Set exercise:
Copy out the lines of the items below verbatim, starting at the line that contains "Target: black door" and running through the end of the items, both ends included.

● ● ● ● ●

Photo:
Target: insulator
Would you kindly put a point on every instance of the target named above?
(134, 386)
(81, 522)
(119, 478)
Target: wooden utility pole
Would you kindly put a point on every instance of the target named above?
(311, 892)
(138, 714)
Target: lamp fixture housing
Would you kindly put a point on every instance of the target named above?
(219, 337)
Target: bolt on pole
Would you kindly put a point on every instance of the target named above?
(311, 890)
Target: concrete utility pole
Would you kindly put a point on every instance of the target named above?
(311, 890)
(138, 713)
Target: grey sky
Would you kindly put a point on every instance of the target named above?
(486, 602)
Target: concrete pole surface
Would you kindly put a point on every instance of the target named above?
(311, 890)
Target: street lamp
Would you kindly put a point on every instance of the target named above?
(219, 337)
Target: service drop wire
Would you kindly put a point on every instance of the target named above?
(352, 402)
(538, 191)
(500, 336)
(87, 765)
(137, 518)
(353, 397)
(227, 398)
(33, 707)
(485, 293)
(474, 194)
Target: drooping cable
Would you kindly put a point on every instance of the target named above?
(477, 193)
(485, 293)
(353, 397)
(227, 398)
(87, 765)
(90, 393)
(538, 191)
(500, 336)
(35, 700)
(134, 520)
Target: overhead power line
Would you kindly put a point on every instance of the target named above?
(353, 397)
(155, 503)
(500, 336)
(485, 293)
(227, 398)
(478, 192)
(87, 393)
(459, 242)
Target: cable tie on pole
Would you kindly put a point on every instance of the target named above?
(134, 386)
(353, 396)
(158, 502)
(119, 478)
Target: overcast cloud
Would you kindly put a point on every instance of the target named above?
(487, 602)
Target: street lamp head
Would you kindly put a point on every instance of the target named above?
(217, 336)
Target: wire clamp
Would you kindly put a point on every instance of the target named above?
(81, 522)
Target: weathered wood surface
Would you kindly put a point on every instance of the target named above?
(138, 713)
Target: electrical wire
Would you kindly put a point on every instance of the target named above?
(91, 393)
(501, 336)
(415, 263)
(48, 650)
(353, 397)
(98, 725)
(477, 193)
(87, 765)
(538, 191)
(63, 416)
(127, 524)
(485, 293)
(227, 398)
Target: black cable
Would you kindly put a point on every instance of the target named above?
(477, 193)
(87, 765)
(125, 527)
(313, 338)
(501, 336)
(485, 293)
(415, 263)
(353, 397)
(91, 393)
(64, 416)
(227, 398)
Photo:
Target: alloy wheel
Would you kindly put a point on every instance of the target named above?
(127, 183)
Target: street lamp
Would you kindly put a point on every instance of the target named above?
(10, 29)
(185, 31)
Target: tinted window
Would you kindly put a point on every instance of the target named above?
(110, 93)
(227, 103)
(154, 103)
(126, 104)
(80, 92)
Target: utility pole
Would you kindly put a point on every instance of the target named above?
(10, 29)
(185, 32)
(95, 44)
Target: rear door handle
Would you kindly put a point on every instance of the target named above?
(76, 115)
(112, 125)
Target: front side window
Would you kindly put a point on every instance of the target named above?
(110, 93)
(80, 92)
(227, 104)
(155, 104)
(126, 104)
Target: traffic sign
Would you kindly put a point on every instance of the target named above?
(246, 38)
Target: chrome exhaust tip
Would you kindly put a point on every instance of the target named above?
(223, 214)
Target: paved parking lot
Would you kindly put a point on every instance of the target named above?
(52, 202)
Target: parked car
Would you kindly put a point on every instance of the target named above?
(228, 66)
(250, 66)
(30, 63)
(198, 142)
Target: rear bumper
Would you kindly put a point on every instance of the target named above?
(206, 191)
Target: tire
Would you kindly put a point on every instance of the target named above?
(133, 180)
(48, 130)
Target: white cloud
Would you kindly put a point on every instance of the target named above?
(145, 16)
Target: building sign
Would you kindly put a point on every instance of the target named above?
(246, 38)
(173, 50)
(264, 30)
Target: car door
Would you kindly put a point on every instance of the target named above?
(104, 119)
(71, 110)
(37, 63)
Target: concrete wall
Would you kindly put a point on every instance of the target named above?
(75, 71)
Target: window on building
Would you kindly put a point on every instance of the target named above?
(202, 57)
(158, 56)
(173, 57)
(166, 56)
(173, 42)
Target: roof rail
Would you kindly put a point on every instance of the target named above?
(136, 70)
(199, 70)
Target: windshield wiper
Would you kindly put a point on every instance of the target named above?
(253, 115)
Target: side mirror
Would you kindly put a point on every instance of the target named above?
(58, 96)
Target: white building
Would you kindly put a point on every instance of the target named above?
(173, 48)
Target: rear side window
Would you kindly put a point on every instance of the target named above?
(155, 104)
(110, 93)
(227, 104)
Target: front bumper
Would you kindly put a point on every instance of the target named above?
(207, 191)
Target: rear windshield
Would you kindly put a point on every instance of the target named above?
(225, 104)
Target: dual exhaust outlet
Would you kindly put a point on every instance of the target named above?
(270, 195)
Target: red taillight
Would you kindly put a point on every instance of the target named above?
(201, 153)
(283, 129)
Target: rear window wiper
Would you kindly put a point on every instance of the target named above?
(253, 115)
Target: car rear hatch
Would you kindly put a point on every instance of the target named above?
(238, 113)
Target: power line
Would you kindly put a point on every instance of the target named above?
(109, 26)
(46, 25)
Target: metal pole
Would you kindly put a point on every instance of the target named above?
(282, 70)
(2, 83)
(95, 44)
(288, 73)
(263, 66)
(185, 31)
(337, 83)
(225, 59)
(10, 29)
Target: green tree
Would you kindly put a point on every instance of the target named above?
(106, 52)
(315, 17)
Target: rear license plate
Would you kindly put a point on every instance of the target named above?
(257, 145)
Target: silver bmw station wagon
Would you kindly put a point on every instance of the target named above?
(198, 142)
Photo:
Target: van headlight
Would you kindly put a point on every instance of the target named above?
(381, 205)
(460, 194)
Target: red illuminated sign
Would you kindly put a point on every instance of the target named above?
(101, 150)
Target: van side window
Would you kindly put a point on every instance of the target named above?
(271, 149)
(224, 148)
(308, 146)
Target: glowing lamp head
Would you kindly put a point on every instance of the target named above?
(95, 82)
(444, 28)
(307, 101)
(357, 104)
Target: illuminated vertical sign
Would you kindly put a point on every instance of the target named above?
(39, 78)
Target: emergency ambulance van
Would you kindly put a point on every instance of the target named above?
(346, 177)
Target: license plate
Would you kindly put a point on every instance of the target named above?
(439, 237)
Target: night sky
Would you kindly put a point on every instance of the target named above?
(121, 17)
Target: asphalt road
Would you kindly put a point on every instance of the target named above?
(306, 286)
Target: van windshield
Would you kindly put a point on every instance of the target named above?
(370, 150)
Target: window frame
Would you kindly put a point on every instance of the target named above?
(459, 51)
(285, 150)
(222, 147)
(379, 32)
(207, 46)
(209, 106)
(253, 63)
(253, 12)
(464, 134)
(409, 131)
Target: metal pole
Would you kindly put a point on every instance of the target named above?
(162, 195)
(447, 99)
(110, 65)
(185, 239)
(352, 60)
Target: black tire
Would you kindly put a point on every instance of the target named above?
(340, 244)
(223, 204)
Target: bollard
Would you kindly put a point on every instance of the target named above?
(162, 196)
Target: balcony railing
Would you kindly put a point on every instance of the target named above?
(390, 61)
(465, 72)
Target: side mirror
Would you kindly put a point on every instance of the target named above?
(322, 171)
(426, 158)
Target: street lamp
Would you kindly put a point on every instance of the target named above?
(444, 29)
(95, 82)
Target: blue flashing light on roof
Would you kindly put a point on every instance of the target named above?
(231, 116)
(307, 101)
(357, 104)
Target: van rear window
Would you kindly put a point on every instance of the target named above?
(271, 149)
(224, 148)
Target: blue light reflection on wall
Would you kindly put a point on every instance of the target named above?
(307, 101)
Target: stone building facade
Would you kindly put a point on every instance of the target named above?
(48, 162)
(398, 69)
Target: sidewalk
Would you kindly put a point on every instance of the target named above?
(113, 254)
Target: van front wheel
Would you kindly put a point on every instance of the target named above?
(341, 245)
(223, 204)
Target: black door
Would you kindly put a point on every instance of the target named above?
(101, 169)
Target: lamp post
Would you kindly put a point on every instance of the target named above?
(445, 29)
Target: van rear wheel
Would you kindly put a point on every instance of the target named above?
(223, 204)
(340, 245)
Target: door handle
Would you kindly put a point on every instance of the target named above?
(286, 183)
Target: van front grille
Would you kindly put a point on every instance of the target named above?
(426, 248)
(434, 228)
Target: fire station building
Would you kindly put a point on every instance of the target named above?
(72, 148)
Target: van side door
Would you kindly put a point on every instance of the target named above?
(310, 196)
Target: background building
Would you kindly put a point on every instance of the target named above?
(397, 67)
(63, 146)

● ● ● ● ●

Exercise solution:
Target: black door
Would you kindly put a point on every instance of the target named above?
(101, 169)
Target: lamp post
Would you kindly put a point on every instance of the target named above?
(445, 29)
Target: van rear wheel
Would you kindly put a point on every instance of the target named above?
(223, 204)
(340, 245)
Target: door handle
Would you kindly put a point on every instance of the target named above?
(286, 183)
Target: van front grille
Would you kindly put a point on every instance of the target named above?
(426, 248)
(434, 228)
Target: fire station building
Would you kindly put a point on every instance of the target named above?
(72, 148)
Target: van side door
Would you kindly put a point on every instance of the target named above?
(310, 196)
Target: background building
Would you kindly put a point on every instance of the target named above?
(397, 67)
(63, 146)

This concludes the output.